** Opening Source material block **
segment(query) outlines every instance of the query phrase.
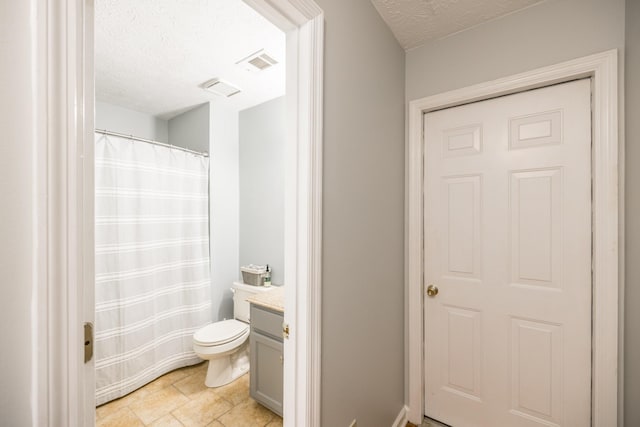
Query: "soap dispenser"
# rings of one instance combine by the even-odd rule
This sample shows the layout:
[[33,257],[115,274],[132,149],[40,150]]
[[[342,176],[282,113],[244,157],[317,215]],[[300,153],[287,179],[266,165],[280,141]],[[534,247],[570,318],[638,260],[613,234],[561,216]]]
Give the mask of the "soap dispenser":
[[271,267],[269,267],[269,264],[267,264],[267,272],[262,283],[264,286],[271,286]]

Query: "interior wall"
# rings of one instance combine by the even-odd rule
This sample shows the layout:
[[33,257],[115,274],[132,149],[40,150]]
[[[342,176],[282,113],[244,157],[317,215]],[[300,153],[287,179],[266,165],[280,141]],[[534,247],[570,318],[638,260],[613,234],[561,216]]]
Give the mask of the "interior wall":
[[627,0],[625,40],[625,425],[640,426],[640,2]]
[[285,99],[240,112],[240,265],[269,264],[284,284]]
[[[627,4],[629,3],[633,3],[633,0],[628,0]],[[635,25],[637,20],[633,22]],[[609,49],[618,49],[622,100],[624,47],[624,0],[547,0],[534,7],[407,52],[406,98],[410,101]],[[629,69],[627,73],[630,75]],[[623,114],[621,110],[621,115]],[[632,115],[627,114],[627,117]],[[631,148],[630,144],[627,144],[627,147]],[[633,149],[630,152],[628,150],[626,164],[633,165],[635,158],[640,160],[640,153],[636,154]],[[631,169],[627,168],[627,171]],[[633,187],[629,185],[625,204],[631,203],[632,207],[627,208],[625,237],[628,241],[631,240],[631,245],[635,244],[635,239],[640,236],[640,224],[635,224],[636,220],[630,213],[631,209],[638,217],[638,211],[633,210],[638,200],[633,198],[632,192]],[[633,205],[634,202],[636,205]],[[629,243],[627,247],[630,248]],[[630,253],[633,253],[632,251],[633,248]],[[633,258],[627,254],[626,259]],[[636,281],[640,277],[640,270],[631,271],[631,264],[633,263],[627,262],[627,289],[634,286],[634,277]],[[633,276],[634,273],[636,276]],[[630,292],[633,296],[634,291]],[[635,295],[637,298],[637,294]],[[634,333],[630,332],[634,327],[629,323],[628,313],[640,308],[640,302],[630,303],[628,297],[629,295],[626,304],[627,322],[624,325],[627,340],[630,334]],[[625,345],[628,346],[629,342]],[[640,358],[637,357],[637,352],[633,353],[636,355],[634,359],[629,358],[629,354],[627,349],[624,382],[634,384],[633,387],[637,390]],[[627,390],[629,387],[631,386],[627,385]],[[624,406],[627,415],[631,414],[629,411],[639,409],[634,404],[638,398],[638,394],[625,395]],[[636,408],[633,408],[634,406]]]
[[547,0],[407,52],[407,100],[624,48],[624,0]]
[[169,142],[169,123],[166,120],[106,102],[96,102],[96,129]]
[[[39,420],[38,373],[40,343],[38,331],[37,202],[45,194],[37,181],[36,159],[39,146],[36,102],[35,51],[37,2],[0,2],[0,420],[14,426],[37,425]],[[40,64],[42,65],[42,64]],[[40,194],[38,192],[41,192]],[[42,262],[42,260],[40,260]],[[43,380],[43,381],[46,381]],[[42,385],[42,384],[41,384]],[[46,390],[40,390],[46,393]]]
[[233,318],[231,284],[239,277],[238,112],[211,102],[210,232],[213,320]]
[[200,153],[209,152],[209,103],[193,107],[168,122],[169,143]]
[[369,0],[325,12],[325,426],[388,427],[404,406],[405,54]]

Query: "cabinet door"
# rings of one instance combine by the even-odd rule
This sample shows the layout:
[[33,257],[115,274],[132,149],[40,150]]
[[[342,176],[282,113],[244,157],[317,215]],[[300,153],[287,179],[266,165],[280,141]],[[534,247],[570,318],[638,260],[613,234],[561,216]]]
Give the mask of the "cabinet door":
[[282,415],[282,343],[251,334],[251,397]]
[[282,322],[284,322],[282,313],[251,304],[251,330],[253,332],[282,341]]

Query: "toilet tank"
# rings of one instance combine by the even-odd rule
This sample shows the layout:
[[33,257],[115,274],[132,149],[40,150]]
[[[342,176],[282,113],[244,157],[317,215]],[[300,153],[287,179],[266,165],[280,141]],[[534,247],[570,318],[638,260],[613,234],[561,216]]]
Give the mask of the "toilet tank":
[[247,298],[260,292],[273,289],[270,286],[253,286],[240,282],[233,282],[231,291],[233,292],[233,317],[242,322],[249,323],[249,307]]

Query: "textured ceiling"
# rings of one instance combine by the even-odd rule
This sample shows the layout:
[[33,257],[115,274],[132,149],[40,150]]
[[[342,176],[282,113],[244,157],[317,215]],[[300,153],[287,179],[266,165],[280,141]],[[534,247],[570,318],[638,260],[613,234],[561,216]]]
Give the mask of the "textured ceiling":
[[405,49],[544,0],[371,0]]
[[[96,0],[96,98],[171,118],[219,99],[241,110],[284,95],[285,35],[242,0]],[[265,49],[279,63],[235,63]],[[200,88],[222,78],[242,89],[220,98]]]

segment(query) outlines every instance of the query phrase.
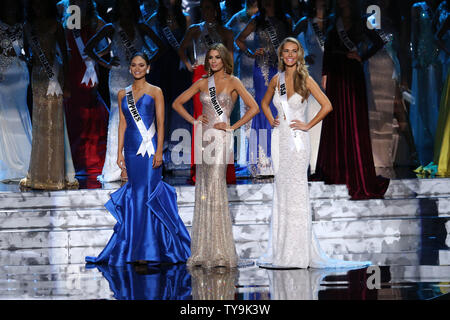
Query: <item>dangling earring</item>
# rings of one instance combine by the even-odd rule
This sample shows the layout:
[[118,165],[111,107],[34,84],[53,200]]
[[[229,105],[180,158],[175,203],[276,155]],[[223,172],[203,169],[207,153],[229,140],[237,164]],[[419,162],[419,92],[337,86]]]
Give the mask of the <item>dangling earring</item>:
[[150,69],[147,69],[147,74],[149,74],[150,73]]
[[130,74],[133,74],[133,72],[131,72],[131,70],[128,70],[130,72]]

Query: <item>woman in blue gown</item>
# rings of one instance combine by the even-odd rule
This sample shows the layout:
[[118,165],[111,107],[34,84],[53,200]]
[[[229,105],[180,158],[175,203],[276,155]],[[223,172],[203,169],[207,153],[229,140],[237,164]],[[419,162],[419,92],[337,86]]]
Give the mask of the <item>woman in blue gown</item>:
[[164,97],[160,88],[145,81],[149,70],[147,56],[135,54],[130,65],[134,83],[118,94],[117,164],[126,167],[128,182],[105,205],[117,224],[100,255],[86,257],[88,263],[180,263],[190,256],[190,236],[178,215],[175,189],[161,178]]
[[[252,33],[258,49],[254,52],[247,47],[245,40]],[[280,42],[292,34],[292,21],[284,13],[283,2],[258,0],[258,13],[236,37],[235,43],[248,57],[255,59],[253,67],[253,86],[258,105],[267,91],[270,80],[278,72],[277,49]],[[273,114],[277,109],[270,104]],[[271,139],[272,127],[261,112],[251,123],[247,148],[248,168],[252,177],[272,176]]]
** Closing Source material block **
## Task description
In your copy, reproduce the data above exactly and skip every picture.

## Problem solution
segment(query) outlines every instance of the query phrase.
Query: "soap dispenser"
# rings of one instance combine by the even-odd rule
This sample shows the layout:
[[33,257],[115,274],[132,149],[40,150]]
[[[342,176],[282,113],[244,157],[317,215]],[[300,153],[287,179],[266,165],[280,141]],[[534,247],[570,318],[638,260],[613,234],[561,216]]]
Give the mask of the "soap dispenser":
[[271,267],[269,267],[269,264],[267,264],[267,272],[262,283],[264,286],[271,286]]

Query: "interior wall"
# rings of one instance combine by the even-odd rule
This sample shows the layout:
[[33,257],[115,274],[132,149],[40,150]]
[[[342,176],[282,113],[244,157],[317,215]],[[300,153],[287,179],[266,165],[280,141]],[[534,247],[570,318],[638,260],[613,234],[561,216]]]
Give the mask of the "interior wall":
[[627,0],[625,40],[625,425],[640,426],[640,2]]
[[285,99],[240,112],[240,265],[269,264],[284,284]]
[[[627,4],[629,3],[633,3],[633,0],[628,0]],[[635,25],[637,20],[633,22]],[[609,49],[618,49],[622,100],[624,47],[624,0],[547,0],[534,7],[407,52],[406,98],[410,101]],[[629,69],[627,73],[630,75]],[[623,114],[621,110],[621,115]],[[632,115],[627,114],[627,117]],[[631,148],[630,144],[627,144],[627,147]],[[633,149],[630,152],[628,150],[626,164],[633,165],[635,158],[640,160],[640,153],[636,154]],[[631,169],[627,168],[627,171]],[[633,187],[629,185],[625,204],[631,203],[632,207],[627,208],[625,237],[628,241],[631,240],[631,245],[635,244],[635,239],[640,236],[640,224],[635,224],[636,220],[630,213],[631,209],[638,217],[638,211],[633,210],[638,200],[633,198],[632,192]],[[633,205],[634,202],[636,205]],[[629,243],[627,247],[630,248]],[[630,253],[633,253],[632,251],[633,248]],[[633,258],[627,254],[626,259]],[[636,281],[640,277],[640,270],[631,271],[631,264],[633,263],[627,262],[627,289],[634,286],[634,277]],[[633,276],[634,273],[636,276]],[[630,292],[633,296],[634,291]],[[635,295],[637,298],[637,294]],[[634,333],[630,332],[634,327],[629,323],[628,313],[640,308],[640,302],[630,303],[628,297],[629,295],[626,304],[627,322],[624,325],[627,340],[630,334]],[[625,345],[628,346],[629,342]],[[640,358],[637,357],[637,352],[633,353],[636,355],[634,359],[629,358],[629,354],[627,349],[624,382],[634,384],[633,387],[637,390]],[[627,390],[629,387],[631,386],[627,385]],[[624,406],[627,415],[631,414],[629,411],[639,409],[634,404],[638,398],[638,394],[625,395]],[[636,408],[633,408],[634,406]]]
[[547,0],[407,52],[407,100],[624,48],[624,0]]
[[169,142],[169,123],[166,120],[106,102],[96,102],[96,129]]
[[[39,420],[38,373],[40,343],[38,331],[37,202],[45,194],[37,181],[36,159],[39,146],[36,102],[35,51],[37,2],[0,2],[0,420],[14,426],[37,425]],[[40,64],[42,65],[42,64]],[[40,194],[38,192],[41,192]],[[42,262],[42,260],[40,260]],[[43,380],[43,381],[46,381]],[[42,385],[42,384],[41,384]],[[46,390],[40,390],[46,393]]]
[[233,318],[231,284],[239,277],[238,112],[211,102],[210,232],[213,320]]
[[200,153],[209,152],[209,103],[193,107],[168,122],[169,143]]
[[369,0],[325,12],[325,426],[388,427],[404,406],[405,54]]

Query: "cabinet door"
# rings of one instance combine by the even-odd rule
This sample shows the layout:
[[33,257],[115,274],[132,149],[40,150]]
[[[342,176],[282,113],[244,157],[317,215]],[[300,153],[287,179],[266,165],[280,141]],[[534,247],[570,318],[638,260],[613,234],[561,216]]]
Give the mask of the "cabinet door":
[[282,415],[282,343],[251,334],[251,397]]
[[282,322],[284,322],[282,313],[251,304],[251,330],[253,332],[282,341]]

Query: "toilet tank"
# rings of one instance combine by the even-odd rule
This sample shows the layout:
[[33,257],[115,274],[132,149],[40,150]]
[[[342,176],[282,113],[244,157],[317,215]],[[300,153],[287,179],[266,165],[280,141]],[[534,247],[570,318],[638,260],[613,234],[561,216]]]
Give the mask of the "toilet tank":
[[247,298],[260,292],[273,289],[270,286],[253,286],[240,282],[233,282],[231,291],[233,292],[233,317],[242,322],[249,323],[249,307]]

Query: "textured ceiling"
# rings of one instance combine by the even-odd rule
This sample shows the layout:
[[33,257],[115,274],[132,149],[40,150]]
[[[342,176],[282,113],[244,157],[317,215]],[[300,153],[287,179],[266,165],[280,141]],[[534,247],[570,318],[638,260],[613,234],[561,216]]]
Give the mask of the "textured ceiling":
[[405,49],[544,0],[371,0]]
[[[96,0],[96,98],[171,118],[219,99],[241,110],[284,95],[285,35],[242,0]],[[265,49],[279,63],[235,63]],[[200,88],[222,78],[242,89],[220,98]]]

segment(query) outlines every instance of the query phrase.
Query: <item>dangling earring</item>
# rings of one instance combine by the even-odd rule
This sample shows the layout:
[[118,165],[111,107],[34,84],[53,200]]
[[[229,105],[180,158],[175,203],[276,155]],[[223,172],[203,169],[207,153],[229,140],[237,164]],[[419,162],[419,92],[337,86]]]
Give the mask of the <item>dangling earring</item>:
[[150,69],[147,69],[147,74],[149,74],[150,73]]
[[130,74],[133,74],[133,72],[131,72],[131,70],[128,70],[130,72]]

Query: <item>woman in blue gown</item>
# rings of one instance combine by the even-odd rule
This sample shows the layout:
[[118,165],[111,107],[34,84],[53,200]]
[[[229,105],[180,158],[175,203],[276,155]],[[223,172],[203,169],[207,153],[229,140],[237,164]],[[419,162],[419,92],[337,86]]]
Give the mask of the <item>woman in blue gown</item>:
[[164,97],[160,88],[145,81],[149,70],[147,56],[135,54],[130,65],[134,83],[118,94],[117,164],[126,167],[128,182],[105,205],[117,224],[100,255],[86,257],[88,263],[180,263],[190,256],[190,236],[178,215],[175,189],[161,178]]
[[[252,33],[258,49],[254,52],[247,47],[245,40]],[[280,42],[292,34],[292,21],[284,13],[283,2],[258,0],[258,13],[236,37],[235,43],[248,57],[255,59],[253,67],[253,86],[258,105],[267,91],[270,80],[278,72],[277,49]],[[273,114],[277,109],[270,104]],[[271,139],[272,127],[261,112],[251,123],[247,148],[248,168],[252,177],[272,176]]]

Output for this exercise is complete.